Data listing
━━━━━━

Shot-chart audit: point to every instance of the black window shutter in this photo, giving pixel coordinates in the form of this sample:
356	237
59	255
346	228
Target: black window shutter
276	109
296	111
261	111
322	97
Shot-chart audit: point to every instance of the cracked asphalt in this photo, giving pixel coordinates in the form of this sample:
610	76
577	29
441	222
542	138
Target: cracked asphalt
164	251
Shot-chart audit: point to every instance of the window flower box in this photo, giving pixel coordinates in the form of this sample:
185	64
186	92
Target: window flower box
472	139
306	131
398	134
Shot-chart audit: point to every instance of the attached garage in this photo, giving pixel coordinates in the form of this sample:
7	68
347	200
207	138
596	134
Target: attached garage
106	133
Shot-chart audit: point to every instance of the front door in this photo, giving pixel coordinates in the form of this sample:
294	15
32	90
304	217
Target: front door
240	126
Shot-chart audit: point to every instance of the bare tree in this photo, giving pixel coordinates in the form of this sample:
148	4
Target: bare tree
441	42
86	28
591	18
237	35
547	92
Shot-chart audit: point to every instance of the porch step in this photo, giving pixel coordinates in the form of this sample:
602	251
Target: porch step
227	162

━━━━━━

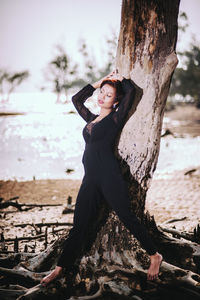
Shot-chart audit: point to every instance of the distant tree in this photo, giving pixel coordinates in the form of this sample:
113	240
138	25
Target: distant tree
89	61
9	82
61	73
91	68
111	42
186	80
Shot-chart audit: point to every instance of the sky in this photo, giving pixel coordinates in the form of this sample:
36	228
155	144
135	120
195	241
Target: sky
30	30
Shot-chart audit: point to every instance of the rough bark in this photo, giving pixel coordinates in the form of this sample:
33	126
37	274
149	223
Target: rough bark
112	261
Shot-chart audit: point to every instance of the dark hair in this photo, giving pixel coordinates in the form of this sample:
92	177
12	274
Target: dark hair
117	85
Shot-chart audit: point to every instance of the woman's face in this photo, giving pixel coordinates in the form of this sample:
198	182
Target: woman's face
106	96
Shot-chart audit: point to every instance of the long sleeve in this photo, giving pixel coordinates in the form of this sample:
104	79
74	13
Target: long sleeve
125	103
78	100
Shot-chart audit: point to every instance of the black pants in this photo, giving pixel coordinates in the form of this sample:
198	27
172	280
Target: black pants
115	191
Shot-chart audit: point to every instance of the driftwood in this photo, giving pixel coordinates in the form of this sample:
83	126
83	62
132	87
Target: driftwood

━━━━━━

* Work to do *
Swap "driftwood" for "fallen log" in the stretch from the line containing "Shot-chart audit: point to every instance of the driftwood" through the line containing "Target: driftwood", and write those lines out again with nothing else changed.

* Finished task *
Shot-chart audit: point to every instance of the fallen log in this photo, giving pixel coordinates in the form of this sample:
83	126
83	62
132	87
Target: fallen log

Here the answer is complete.